### Required task 1
In the article about the farmhouse set, what was used in place of real rocks?
### Required task 2
Write the next part of the article about the farmhouse set, following on from its final sentence.

═══ Page excerpt

Moving House

In Eugene O'Neill's last play, A Moon for the Misbegotten, a tenant farmer and his daughter occupy a house up on blocks. For a recent production at the Goodman in Chicago, set designer Eugene Lee found a perfect representation of such a house on a farm in Connecticut. In fact, he liked it so much, the designer wanted to move the entire structure to the Goodman stage.

"He did research in New England and located a farmhouse he thought we could get," explains Goodman production manager Max Leventhal. Lee, who put a foundry into a theatre for Sweeney Todd, wanted to place the farmhouse onstage and lock it into a barren rocky landscape with a bleak mud wall. Yes, Lee wanted to move the landscape, too.

The shop researched and reached a compromise. They found a couple who took apart barns by hand and resold the material; the couple agreed to rebuild a house, using genuine clapboard, a tin roof, windows, authentic everything. Even the water pump worked. Because the show would travel to New York (the production recently opened at the Walter Kerr on Broadway), flameproof fiberglass rock substituted for real rocks, which weigh about 100lbs per cu. ft. Textured with flameproof cork and dyed, it looked real.

Director Daniel Sullivan says Lee wanted to tilt the house, "so it looks as though it's falling down [and has] an 'earthquakey' feel, with landscape blocks that look like stones, like skulls, like the dead." Sullivan saw the piece as naturalistic, even though the reality is heightened, and thought Lee perfect for the project. "There is almost a spooky reality to everything Eugene does," he says.

The second of four acts is set in the interior of the house, but Sullivan decided against that because of the mechanical effort involved. By placing the house close to the proscenium line, actors sitting on house steps are close to the audience and characters are as confined onstage as they are in the play's world. The house acts as an acoustic sounding-board for voices when actors lean against it.

══════
═══ Information supplied

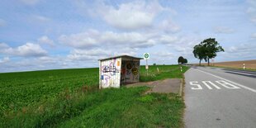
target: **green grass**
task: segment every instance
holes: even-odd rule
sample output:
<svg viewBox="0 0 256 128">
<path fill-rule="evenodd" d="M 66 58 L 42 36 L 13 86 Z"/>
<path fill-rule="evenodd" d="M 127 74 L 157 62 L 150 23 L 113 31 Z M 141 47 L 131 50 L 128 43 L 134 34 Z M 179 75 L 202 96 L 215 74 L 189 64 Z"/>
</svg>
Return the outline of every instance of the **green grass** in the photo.
<svg viewBox="0 0 256 128">
<path fill-rule="evenodd" d="M 178 65 L 157 67 L 146 76 L 142 66 L 140 80 L 183 77 Z M 184 104 L 176 94 L 97 88 L 97 68 L 0 73 L 0 127 L 182 126 Z"/>
</svg>

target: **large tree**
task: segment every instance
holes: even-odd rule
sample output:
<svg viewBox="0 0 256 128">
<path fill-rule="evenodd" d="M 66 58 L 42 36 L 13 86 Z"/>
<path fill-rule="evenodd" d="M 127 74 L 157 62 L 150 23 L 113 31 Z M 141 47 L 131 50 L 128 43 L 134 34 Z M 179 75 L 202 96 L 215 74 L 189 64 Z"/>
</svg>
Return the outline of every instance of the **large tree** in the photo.
<svg viewBox="0 0 256 128">
<path fill-rule="evenodd" d="M 193 54 L 196 58 L 201 60 L 205 59 L 210 65 L 210 59 L 217 56 L 217 52 L 224 51 L 224 49 L 216 40 L 215 38 L 208 38 L 194 46 Z"/>
</svg>

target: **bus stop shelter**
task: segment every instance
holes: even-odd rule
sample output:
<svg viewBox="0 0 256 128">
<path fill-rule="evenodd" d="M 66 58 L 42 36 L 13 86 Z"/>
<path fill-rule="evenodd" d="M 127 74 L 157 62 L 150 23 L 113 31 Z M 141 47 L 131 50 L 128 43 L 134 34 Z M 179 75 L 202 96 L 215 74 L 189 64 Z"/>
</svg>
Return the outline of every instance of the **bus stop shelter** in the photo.
<svg viewBox="0 0 256 128">
<path fill-rule="evenodd" d="M 120 88 L 140 80 L 140 60 L 129 55 L 99 59 L 99 88 Z"/>
</svg>

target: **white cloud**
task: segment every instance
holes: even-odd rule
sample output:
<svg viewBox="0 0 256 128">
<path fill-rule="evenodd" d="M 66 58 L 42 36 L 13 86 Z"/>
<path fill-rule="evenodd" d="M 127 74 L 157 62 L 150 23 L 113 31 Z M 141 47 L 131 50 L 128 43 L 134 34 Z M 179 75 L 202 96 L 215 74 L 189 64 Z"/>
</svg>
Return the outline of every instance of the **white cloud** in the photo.
<svg viewBox="0 0 256 128">
<path fill-rule="evenodd" d="M 163 9 L 156 1 L 149 3 L 132 2 L 121 4 L 116 9 L 109 7 L 102 16 L 108 24 L 115 27 L 138 29 L 151 26 L 156 14 Z"/>
<path fill-rule="evenodd" d="M 162 35 L 159 37 L 159 42 L 167 45 L 171 45 L 178 41 L 179 41 L 179 39 L 176 36 Z"/>
<path fill-rule="evenodd" d="M 252 37 L 253 39 L 256 39 L 256 33 L 253 33 L 252 36 L 251 36 L 251 37 Z"/>
<path fill-rule="evenodd" d="M 42 45 L 48 45 L 50 46 L 55 45 L 54 41 L 52 40 L 49 39 L 49 37 L 46 36 L 43 36 L 40 37 L 39 39 L 37 39 L 37 41 Z"/>
<path fill-rule="evenodd" d="M 9 57 L 4 57 L 3 59 L 0 59 L 0 64 L 4 64 L 10 61 Z"/>
<path fill-rule="evenodd" d="M 156 16 L 169 8 L 163 7 L 158 1 L 134 1 L 116 5 L 104 2 L 77 1 L 82 12 L 102 18 L 107 24 L 118 29 L 135 30 L 151 26 Z"/>
<path fill-rule="evenodd" d="M 0 19 L 0 27 L 1 26 L 6 26 L 6 21 L 2 19 Z"/>
<path fill-rule="evenodd" d="M 36 5 L 39 2 L 39 0 L 20 0 L 21 2 L 26 5 Z"/>
<path fill-rule="evenodd" d="M 27 20 L 29 22 L 33 24 L 46 23 L 50 21 L 50 18 L 41 15 L 28 15 Z"/>
<path fill-rule="evenodd" d="M 90 30 L 86 32 L 63 35 L 59 40 L 61 43 L 77 49 L 91 49 L 95 47 L 105 47 L 115 49 L 120 47 L 141 48 L 155 45 L 154 35 L 139 32 L 99 32 Z"/>
<path fill-rule="evenodd" d="M 175 24 L 171 19 L 164 20 L 159 27 L 165 32 L 178 32 L 181 30 L 180 26 Z"/>
<path fill-rule="evenodd" d="M 104 50 L 73 50 L 68 55 L 68 59 L 72 60 L 97 60 L 99 58 L 104 58 L 110 55 L 111 52 Z"/>
<path fill-rule="evenodd" d="M 256 45 L 254 43 L 241 43 L 238 45 L 233 45 L 225 48 L 224 56 L 230 59 L 255 59 Z"/>
<path fill-rule="evenodd" d="M 235 32 L 235 31 L 233 29 L 226 27 L 226 26 L 216 26 L 214 28 L 214 32 L 230 34 L 230 33 Z"/>
<path fill-rule="evenodd" d="M 17 56 L 45 56 L 47 51 L 43 50 L 38 44 L 26 43 L 17 48 L 12 48 L 7 44 L 0 44 L 0 53 Z"/>
</svg>

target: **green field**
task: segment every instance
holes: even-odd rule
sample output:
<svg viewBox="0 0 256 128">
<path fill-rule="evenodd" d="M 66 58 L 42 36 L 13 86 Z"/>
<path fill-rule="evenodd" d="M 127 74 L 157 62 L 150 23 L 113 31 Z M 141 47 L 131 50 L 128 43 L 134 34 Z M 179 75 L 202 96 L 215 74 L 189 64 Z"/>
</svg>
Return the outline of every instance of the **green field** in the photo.
<svg viewBox="0 0 256 128">
<path fill-rule="evenodd" d="M 178 65 L 150 66 L 148 76 L 141 66 L 140 72 L 140 81 L 183 78 Z M 0 127 L 182 125 L 184 105 L 175 94 L 97 88 L 97 68 L 0 73 Z"/>
</svg>

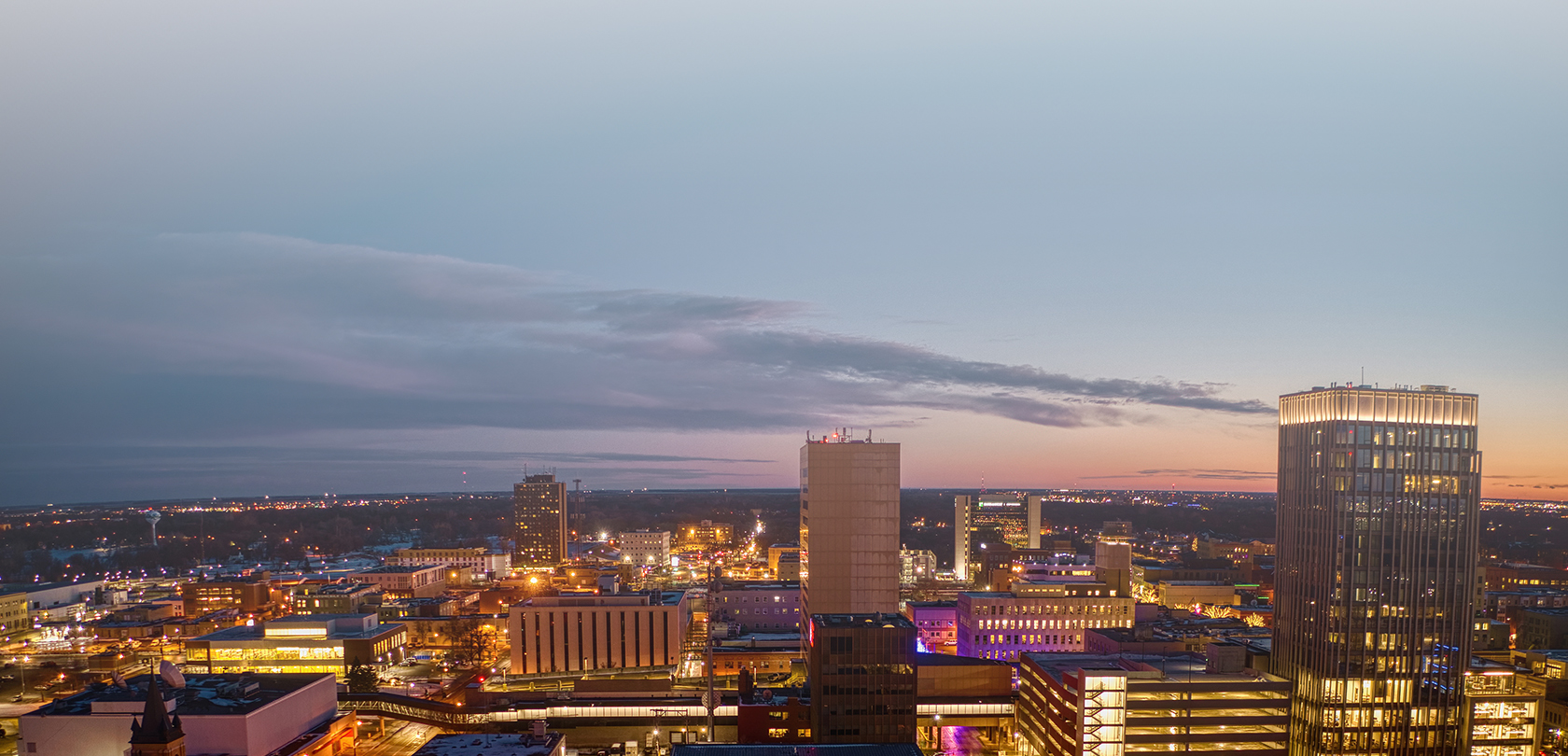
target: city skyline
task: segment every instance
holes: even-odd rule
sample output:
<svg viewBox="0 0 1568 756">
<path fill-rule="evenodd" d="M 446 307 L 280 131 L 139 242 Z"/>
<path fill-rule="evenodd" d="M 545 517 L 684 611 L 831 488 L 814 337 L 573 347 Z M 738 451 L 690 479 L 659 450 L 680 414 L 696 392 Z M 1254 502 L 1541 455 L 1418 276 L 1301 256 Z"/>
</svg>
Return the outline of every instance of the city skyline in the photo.
<svg viewBox="0 0 1568 756">
<path fill-rule="evenodd" d="M 99 11 L 0 9 L 0 505 L 1269 491 L 1331 383 L 1568 499 L 1560 5 Z"/>
</svg>

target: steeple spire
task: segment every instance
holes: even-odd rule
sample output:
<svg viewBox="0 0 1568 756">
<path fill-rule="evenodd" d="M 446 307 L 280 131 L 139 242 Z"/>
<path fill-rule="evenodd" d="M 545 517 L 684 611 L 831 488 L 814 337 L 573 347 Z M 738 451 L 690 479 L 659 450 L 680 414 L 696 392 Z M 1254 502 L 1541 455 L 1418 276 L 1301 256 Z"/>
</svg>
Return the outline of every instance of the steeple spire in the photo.
<svg viewBox="0 0 1568 756">
<path fill-rule="evenodd" d="M 130 720 L 132 756 L 185 756 L 185 729 L 179 715 L 169 717 L 158 689 L 158 676 L 147 676 L 147 704 L 141 709 L 141 721 Z"/>
</svg>

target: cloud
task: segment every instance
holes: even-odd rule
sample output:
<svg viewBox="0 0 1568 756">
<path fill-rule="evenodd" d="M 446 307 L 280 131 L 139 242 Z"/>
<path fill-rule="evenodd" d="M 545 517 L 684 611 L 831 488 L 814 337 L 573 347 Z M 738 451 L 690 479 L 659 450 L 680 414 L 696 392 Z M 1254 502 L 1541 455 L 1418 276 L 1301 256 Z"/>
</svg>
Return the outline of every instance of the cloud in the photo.
<svg viewBox="0 0 1568 756">
<path fill-rule="evenodd" d="M 1083 480 L 1115 480 L 1115 478 L 1198 478 L 1198 480 L 1273 480 L 1273 472 L 1262 471 L 1226 471 L 1226 469 L 1152 469 L 1129 472 L 1126 475 L 1083 475 Z"/>
<path fill-rule="evenodd" d="M 149 431 L 201 434 L 204 417 L 243 434 L 798 430 L 933 409 L 1085 427 L 1146 422 L 1151 408 L 1270 411 L 1220 383 L 1082 378 L 812 329 L 804 303 L 596 290 L 508 265 L 260 234 L 169 234 L 135 254 L 0 265 L 6 340 L 31 351 L 38 372 L 69 365 L 135 395 L 110 414 Z M 78 380 L 38 387 L 58 394 Z"/>
</svg>

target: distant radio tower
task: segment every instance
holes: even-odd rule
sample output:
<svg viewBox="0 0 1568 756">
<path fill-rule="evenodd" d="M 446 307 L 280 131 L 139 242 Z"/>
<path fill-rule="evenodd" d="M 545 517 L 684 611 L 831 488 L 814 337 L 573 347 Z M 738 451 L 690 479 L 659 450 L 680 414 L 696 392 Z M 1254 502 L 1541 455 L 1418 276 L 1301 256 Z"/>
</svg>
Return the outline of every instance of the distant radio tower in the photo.
<svg viewBox="0 0 1568 756">
<path fill-rule="evenodd" d="M 143 514 L 143 516 L 147 518 L 147 524 L 152 525 L 152 546 L 157 547 L 158 546 L 158 521 L 163 519 L 163 514 L 158 514 L 158 510 L 147 510 L 147 513 Z"/>
</svg>

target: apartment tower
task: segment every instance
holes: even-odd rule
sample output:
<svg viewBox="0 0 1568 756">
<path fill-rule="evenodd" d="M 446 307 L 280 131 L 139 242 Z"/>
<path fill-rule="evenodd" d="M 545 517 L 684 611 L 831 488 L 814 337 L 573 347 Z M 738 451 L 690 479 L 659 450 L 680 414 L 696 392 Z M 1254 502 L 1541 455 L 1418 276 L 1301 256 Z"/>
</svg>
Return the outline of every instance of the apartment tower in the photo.
<svg viewBox="0 0 1568 756">
<path fill-rule="evenodd" d="M 982 551 L 1007 544 L 1040 547 L 1040 500 L 1022 492 L 953 497 L 953 576 L 985 580 Z"/>
<path fill-rule="evenodd" d="M 1290 754 L 1457 754 L 1479 538 L 1475 395 L 1279 397 L 1273 671 Z"/>
<path fill-rule="evenodd" d="M 800 591 L 808 616 L 898 613 L 898 444 L 800 447 Z"/>
<path fill-rule="evenodd" d="M 566 483 L 528 475 L 511 486 L 513 565 L 554 568 L 566 562 Z"/>
</svg>

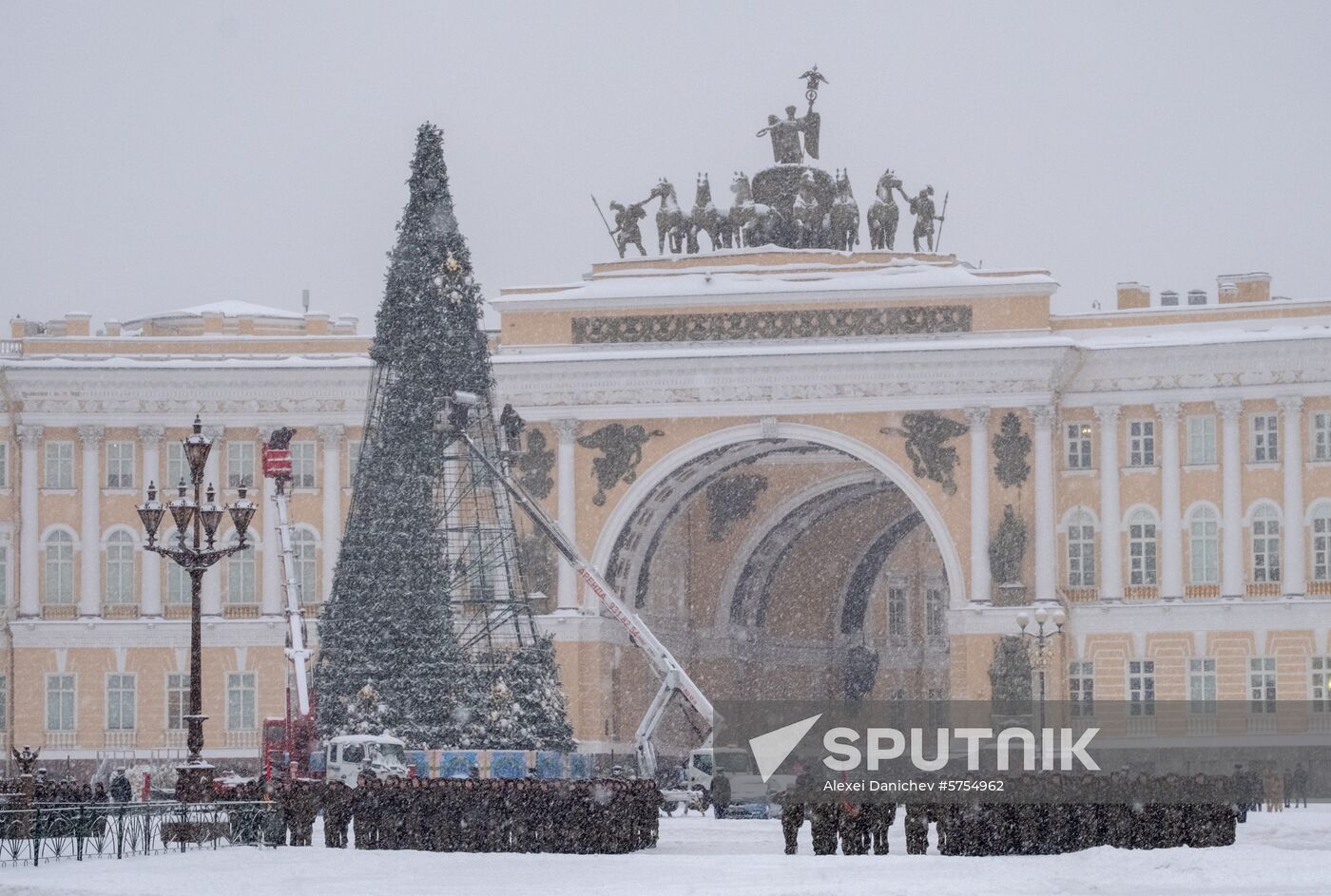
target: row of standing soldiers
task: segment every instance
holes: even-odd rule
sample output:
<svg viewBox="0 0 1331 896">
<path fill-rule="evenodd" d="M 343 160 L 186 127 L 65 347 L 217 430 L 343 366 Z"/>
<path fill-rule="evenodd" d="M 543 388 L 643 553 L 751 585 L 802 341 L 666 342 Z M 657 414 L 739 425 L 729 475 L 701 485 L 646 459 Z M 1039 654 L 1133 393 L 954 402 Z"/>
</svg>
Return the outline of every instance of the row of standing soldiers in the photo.
<svg viewBox="0 0 1331 896">
<path fill-rule="evenodd" d="M 634 852 L 656 845 L 660 791 L 636 779 L 361 778 L 276 790 L 291 845 L 430 852 Z"/>
<path fill-rule="evenodd" d="M 968 775 L 974 783 L 974 776 Z M 1071 776 L 1020 775 L 1004 779 L 1009 800 L 981 802 L 982 792 L 916 791 L 905 795 L 906 852 L 924 853 L 929 824 L 938 852 L 953 856 L 1051 855 L 1099 845 L 1123 849 L 1215 847 L 1234 843 L 1238 811 L 1227 776 L 1138 775 L 1123 772 L 1079 780 Z M 937 787 L 937 782 L 934 782 Z M 1074 792 L 1075 788 L 1075 792 Z M 825 798 L 824 798 L 825 796 Z M 815 855 L 888 853 L 888 831 L 897 804 L 849 803 L 820 794 L 801 775 L 783 794 L 785 852 L 797 849 L 805 818 Z"/>
</svg>

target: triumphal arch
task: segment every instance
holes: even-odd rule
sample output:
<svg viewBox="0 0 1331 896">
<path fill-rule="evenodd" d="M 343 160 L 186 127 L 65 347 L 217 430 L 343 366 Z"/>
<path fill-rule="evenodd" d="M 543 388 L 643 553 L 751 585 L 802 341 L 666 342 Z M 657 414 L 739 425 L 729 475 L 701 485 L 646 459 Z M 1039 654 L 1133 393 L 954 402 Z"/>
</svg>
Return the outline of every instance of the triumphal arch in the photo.
<svg viewBox="0 0 1331 896">
<path fill-rule="evenodd" d="M 712 699 L 986 699 L 1044 608 L 1047 697 L 1086 714 L 1134 703 L 1146 734 L 1157 699 L 1258 694 L 1331 721 L 1331 302 L 1248 273 L 1059 315 L 1049 271 L 938 251 L 946 193 L 890 168 L 861 243 L 801 77 L 728 210 L 660 178 L 610 205 L 619 259 L 494 300 L 527 488 Z M 575 732 L 626 748 L 647 666 L 526 544 Z"/>
</svg>

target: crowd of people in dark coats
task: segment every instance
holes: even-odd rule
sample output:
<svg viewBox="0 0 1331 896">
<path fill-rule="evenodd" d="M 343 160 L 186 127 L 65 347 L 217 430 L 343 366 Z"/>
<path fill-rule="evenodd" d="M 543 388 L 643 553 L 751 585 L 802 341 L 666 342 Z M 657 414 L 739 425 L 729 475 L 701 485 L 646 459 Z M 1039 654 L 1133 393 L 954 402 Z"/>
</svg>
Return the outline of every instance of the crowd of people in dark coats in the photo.
<svg viewBox="0 0 1331 896">
<path fill-rule="evenodd" d="M 250 799 L 245 784 L 236 799 Z M 269 843 L 311 845 L 323 812 L 323 844 L 427 852 L 634 852 L 656 845 L 660 791 L 655 782 L 604 778 L 387 778 L 291 780 L 269 788 Z"/>
<path fill-rule="evenodd" d="M 968 782 L 977 778 L 968 775 Z M 1218 847 L 1234 843 L 1246 819 L 1234 776 L 1058 772 L 1001 778 L 1008 802 L 985 802 L 984 790 L 913 791 L 902 798 L 906 852 L 924 853 L 929 827 L 938 852 L 954 856 L 1051 855 L 1098 845 L 1123 849 Z M 934 782 L 937 786 L 937 782 Z M 797 851 L 809 820 L 813 852 L 888 853 L 898 806 L 851 803 L 800 775 L 781 795 L 785 852 Z"/>
</svg>

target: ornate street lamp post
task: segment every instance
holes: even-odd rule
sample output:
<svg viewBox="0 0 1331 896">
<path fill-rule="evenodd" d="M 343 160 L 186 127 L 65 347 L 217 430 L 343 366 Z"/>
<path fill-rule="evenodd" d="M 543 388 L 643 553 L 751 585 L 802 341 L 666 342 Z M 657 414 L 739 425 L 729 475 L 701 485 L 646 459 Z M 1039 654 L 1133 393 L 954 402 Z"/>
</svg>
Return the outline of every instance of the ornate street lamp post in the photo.
<svg viewBox="0 0 1331 896">
<path fill-rule="evenodd" d="M 189 496 L 189 485 L 180 481 L 180 493 L 169 504 L 157 500 L 157 485 L 148 484 L 148 500 L 140 504 L 138 518 L 148 533 L 146 549 L 164 557 L 169 557 L 189 573 L 190 601 L 189 601 L 189 735 L 185 746 L 189 756 L 185 764 L 180 766 L 176 776 L 176 799 L 181 802 L 200 802 L 208 798 L 213 767 L 204 762 L 204 690 L 202 690 L 202 605 L 200 601 L 204 573 L 222 557 L 228 557 L 237 550 L 245 550 L 249 545 L 245 536 L 256 506 L 245 497 L 245 484 L 237 489 L 237 500 L 230 506 L 217 503 L 217 495 L 212 483 L 208 492 L 204 489 L 204 464 L 208 463 L 208 453 L 213 448 L 213 440 L 204 435 L 204 424 L 194 417 L 194 432 L 184 440 L 185 461 L 189 464 L 189 479 L 194 487 L 193 497 Z M 214 548 L 217 542 L 217 528 L 222 517 L 230 512 L 232 525 L 236 526 L 236 544 L 229 548 Z M 174 545 L 157 544 L 157 526 L 162 517 L 170 513 L 176 524 Z"/>
<path fill-rule="evenodd" d="M 1049 662 L 1054 655 L 1054 638 L 1063 633 L 1063 625 L 1067 623 L 1067 616 L 1063 613 L 1062 608 L 1058 608 L 1053 613 L 1049 613 L 1045 608 L 1038 608 L 1034 613 L 1036 630 L 1026 631 L 1026 626 L 1030 625 L 1032 617 L 1021 612 L 1017 614 L 1017 631 L 1026 641 L 1028 649 L 1030 650 L 1032 665 L 1040 675 L 1040 734 L 1036 735 L 1037 743 L 1044 743 L 1045 731 L 1045 674 L 1049 671 Z M 1054 629 L 1045 631 L 1045 625 L 1053 622 Z"/>
</svg>

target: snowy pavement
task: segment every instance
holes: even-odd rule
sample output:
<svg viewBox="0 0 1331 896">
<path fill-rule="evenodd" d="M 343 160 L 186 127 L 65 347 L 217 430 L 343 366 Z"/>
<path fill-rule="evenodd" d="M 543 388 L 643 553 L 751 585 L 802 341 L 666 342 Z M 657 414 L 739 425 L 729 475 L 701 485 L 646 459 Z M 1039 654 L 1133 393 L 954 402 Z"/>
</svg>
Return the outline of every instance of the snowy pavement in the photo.
<svg viewBox="0 0 1331 896">
<path fill-rule="evenodd" d="M 1101 847 L 1063 856 L 908 856 L 900 818 L 889 856 L 781 853 L 775 820 L 662 819 L 660 844 L 627 856 L 355 852 L 236 847 L 136 859 L 0 868 L 0 895 L 261 896 L 858 896 L 860 893 L 1326 893 L 1331 806 L 1255 814 L 1234 847 Z M 315 841 L 321 843 L 321 839 Z"/>
</svg>

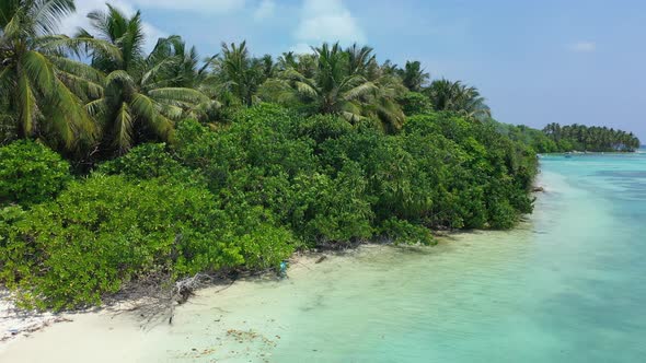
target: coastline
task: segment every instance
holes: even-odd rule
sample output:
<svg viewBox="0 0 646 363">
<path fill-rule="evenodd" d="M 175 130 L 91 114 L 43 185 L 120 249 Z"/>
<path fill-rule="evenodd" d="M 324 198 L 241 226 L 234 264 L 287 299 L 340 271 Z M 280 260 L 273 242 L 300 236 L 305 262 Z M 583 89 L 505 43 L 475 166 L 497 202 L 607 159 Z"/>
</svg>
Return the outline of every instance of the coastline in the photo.
<svg viewBox="0 0 646 363">
<path fill-rule="evenodd" d="M 545 192 L 550 192 L 551 185 L 541 182 L 543 179 L 543 172 L 537 176 L 535 185 L 544 188 Z M 541 195 L 543 192 L 532 192 Z M 533 214 L 532 214 L 533 215 Z M 351 257 L 361 257 L 365 255 L 374 254 L 384 248 L 395 248 L 400 250 L 415 250 L 428 254 L 441 254 L 451 250 L 454 244 L 466 237 L 486 236 L 496 233 L 512 233 L 524 231 L 527 229 L 528 220 L 521 220 L 518 225 L 510 231 L 457 231 L 450 233 L 436 234 L 438 244 L 435 246 L 395 246 L 389 243 L 369 242 L 354 246 L 353 248 L 344 250 L 323 250 L 323 251 L 299 251 L 291 256 L 288 270 L 288 277 L 295 279 L 307 279 L 309 272 L 315 272 L 318 269 L 325 268 L 330 262 L 343 264 Z M 458 242 L 459 243 L 459 242 Z M 235 291 L 245 291 L 247 289 L 256 289 L 258 283 L 264 282 L 279 282 L 274 273 L 265 273 L 262 276 L 252 276 L 233 281 L 219 281 L 210 283 L 198 289 L 195 296 L 187 303 L 175 305 L 178 312 L 186 309 L 194 305 L 194 300 L 212 298 L 214 296 L 228 297 L 228 294 L 235 294 Z M 233 293 L 232 293 L 233 292 Z M 168 316 L 149 317 L 140 314 L 136 308 L 141 306 L 141 300 L 135 300 L 126 296 L 117 300 L 111 304 L 104 304 L 99 307 L 88 308 L 84 311 L 72 311 L 62 313 L 38 313 L 24 312 L 16 309 L 9 301 L 9 292 L 7 290 L 0 291 L 0 355 L 4 353 L 11 346 L 20 344 L 24 340 L 46 333 L 49 330 L 58 330 L 59 326 L 68 326 L 64 330 L 70 329 L 82 333 L 83 330 L 96 330 L 107 328 L 111 331 L 122 331 L 127 337 L 137 336 L 141 331 L 161 330 L 164 331 L 169 327 Z M 135 308 L 134 308 L 135 307 Z M 99 327 L 99 328 L 97 328 Z M 136 339 L 135 339 L 136 341 Z M 127 343 L 127 342 L 123 342 Z"/>
</svg>

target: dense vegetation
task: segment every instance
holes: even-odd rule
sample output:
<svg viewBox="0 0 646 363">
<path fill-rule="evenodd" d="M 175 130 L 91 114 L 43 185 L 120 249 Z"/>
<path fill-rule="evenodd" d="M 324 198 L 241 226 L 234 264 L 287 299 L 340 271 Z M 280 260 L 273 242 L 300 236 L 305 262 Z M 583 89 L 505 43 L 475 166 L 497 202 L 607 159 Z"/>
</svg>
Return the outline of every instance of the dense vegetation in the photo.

══════

### Exercise output 1
Flameproof fiberglass rock, textured with flameproof cork and dyed.

### Exercise output 2
Richard Woodbury's ultra-realistic soundscape complemented the set, with farm animals mooing, baying, and snarling. Crickets talk at night, birds by day, all of this background environment that doesn't call attention to itself. Woodbury also wrote music to frame scenes, avoiding a traditional Irish sound and opting for an American feel. Unafraid of bold evocative moments, Woodbury says, "The play in no way tries to be subtle with its emotional content. It's a fairly dark play, with a lot of very earthy qualities." He didn't want to underscore the story, but rather comment on what transpired and foreshadow the subsequent scenes during transitions.

Jane Greenwood, who designed the costumes, also did Jose Quintero's landmark production in 1973, with a far more abstract, minimal set by her late husband, Ben Edwards. "You were very aware of the sky and the only things there were the things they really needed to forward the play," Greenwood recalls.

This time, knowing that Lee's set required real clothing, Greenwood was more aware of the period and did considerable research. When the character of Steadman arrives in his riding clothes, he wears a correct period jacket, something that only a wealthy man would have.

Last time around, Greenwood recalls finding a dress for Colleen Dewhurst, who played Josie, in stock at Brooks Van Horne, in a basement collection of old clothes and rags racks. "We put a dress on Colleen, and she said, 'Oh my god, don't I look awful,' and we said, 'This is it." Greenwood says that because the garment was sold old, it lost whatever period it might have had in it.

Greenwood had two dresses made of 20s country fabric in the Goodman shop for Cherry Jones, who gained 20lbs for the overweight Josie. The garments grew with rehearsals, where Greenwood moved hems and tweaked here and there, decisions mandated by performance needs. "We made the buttonhole in the right place and moved the buttons [so she could button easily], all the things the audience isn't aware of...if anybody realized how much work goes into a old work dress, to give it the right shape and lack of shape." Greenwood found a real dress for Josie's "dress up" dress, which was much too small for Jones. It seemed to Greenwood that the dress was "perhaps something that had been around that might have been her mother's at one point." There were copies of it, ranging in colors from a dark blue to warmer, subdued burgundy red for the moonlight scene.

Greenwood says the play hit her harder this time. "I was much more aware of the sadness of this play," she says. A young motherless girl, now 28, who had grown up in so bleak a situation, struck her. "She had to have veneer of masculinity to survive in that group," the designer notes. "And yet in the age she was growing up, the early 20s, the men she was living with would have frowned upon [her] dressing as a man."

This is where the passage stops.